:: Request A ::
In the group theory flashcards, what three properties summarize the definition of a group?
━━━ Text shown ━━━
Introduction Flashcards
Introduction
What are symmetries and what can group theory do with them?
Invariance under suitable transformations.
Examples: bilateral (mirror) symmetry (human body), five-fold rotational symmetry (startfish), etc.
- symmetry trafos: can be composed
- groups: describing algebra of symmetries
So group theory can convert qualitative information into quantitative info.
Introduction
What’s a point group?
A group of matrices that describe crystalline structure characterized by its symmetries.
- helps determine the amount of independent elastic moduli in any dimension
Fundamental concepts
What’s a group? What is the order of a group?
A group is a set of G elements together with an associative and unital binary operation, such that an inverse and the identity exists.
- in summary: 1. associativity, 2. inverse, 3. identity
- the inverse is unique to each value
- order: the cardinality of its set of elements (number of elements)
Fundamental concepts
What’s a binary operation?
A rule that assigns to two elements of a set a well-defined third element of that same set.
- multiplicative infix notation: the notation used for the product of the binary operation
- they can be: associative (x(yz) = (xy)z), commutative (xy = yx), unital (existence of identity)
Fundamental concepts
When is a group Abelian?
When its product is commutative.
- completely different behaviour from non-Abelian groups
- subvariety of the algebraic variety of groups
Fundamental concepts
When are groups isomorphic?
When there exists a bijective map that preserves products.
- in other words: applying the mapping to the product is the same as applying the mapping separately and then making a product
- properties of isomorphism: reflexive, symmetric, transitive
- the orders of isomorphic groups are the same
Fundamental concepts
What’s the isomorphy principle?
Isomorphic groups cannot be distinguished from each other by algebraic means
Meaning they have the same algebraic structure.
Fundamental concepts
What’s an automorphism?
An isomorphism of a group with itself (self-isomorphism).
- automorphism group (symmetry group): the collection of all automorphisms of a group is itself a group
Fundamental concepts
What’s a subgroup?
A subset H of elements of a group G is a subgroup, denoted H < G, if
the inverse and the product of any of its elements also belongs to H.
- these conditions ensure that the identity element of G is contained in its subgroups
- the relation of being a subgroup is an ordering
- every subgroup is a group (this ordering is a binary operation that satisfies thes group axioms)
━━━
:: Request B ::
Copy each line of the listing that contains the word "white".
━━━ Recorded data ━━━
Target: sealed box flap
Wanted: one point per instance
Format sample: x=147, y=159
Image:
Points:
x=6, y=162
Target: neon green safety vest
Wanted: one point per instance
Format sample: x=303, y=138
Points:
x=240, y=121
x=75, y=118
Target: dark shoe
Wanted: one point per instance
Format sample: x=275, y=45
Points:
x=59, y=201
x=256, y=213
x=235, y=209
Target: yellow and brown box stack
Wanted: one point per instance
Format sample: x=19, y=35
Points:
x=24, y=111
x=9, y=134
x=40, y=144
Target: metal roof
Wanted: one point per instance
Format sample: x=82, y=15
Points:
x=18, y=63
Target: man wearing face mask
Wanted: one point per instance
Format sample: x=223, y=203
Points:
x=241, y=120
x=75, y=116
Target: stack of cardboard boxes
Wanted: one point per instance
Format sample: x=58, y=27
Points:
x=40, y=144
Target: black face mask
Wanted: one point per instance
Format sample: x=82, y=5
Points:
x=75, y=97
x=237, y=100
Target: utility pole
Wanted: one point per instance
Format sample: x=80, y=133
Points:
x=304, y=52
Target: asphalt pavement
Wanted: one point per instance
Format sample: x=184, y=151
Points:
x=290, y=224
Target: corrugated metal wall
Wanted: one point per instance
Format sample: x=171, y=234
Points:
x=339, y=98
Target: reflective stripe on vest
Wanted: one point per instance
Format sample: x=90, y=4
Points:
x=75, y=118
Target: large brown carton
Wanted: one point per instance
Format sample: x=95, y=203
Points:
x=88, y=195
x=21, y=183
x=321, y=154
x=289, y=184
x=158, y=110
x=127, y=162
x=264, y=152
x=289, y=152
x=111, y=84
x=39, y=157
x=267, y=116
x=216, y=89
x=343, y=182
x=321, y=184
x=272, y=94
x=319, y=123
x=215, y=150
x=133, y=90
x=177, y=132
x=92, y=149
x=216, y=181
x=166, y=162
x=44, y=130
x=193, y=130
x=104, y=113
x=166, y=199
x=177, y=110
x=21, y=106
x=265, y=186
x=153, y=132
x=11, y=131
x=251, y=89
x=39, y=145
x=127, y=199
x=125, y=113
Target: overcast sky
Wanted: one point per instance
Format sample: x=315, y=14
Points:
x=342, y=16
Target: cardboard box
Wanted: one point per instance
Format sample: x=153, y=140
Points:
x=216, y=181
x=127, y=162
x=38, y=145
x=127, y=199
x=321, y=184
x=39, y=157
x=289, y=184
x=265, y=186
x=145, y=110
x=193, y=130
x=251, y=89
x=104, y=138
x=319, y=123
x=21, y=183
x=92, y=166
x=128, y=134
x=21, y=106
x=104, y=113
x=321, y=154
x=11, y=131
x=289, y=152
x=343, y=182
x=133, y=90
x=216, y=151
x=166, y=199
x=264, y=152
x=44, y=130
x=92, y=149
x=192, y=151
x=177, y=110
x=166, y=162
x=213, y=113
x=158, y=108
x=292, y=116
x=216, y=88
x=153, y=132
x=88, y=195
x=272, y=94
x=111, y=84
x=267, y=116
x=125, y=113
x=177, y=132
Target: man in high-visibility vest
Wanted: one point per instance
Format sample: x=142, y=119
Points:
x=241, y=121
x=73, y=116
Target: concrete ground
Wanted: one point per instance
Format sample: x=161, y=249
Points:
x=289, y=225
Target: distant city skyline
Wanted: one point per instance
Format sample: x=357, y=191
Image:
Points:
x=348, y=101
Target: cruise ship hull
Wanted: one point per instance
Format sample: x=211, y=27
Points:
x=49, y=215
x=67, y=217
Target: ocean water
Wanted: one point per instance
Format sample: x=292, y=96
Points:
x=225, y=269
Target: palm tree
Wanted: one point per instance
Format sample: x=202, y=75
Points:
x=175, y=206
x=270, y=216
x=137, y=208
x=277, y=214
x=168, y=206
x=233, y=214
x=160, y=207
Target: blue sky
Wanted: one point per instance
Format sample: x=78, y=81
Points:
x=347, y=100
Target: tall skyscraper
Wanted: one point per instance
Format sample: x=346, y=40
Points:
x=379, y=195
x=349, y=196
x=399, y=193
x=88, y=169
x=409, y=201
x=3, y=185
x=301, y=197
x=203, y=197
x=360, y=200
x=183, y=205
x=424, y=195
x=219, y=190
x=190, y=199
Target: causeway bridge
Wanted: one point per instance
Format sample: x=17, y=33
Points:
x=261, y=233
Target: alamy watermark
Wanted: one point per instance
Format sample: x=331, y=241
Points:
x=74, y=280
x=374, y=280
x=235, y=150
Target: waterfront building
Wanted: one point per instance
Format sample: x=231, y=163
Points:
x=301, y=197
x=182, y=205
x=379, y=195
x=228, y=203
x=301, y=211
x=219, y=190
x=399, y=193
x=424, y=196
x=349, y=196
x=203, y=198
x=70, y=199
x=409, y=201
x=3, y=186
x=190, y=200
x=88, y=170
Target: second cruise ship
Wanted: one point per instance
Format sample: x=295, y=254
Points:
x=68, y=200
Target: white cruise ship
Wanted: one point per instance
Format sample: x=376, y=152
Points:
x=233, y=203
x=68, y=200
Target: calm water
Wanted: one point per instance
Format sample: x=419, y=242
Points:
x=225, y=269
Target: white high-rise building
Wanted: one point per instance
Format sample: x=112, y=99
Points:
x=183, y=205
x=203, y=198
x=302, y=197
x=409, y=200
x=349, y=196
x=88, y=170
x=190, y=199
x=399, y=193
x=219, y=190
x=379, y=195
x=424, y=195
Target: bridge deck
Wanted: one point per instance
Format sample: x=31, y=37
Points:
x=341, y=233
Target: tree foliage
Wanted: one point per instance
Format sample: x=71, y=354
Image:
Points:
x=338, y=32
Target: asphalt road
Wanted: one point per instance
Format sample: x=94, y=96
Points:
━━━
:: Task answer A ::
Associativity, inverse, and identity.

:: Task answer B ::
Target: white cruise ship
Target: white high-rise building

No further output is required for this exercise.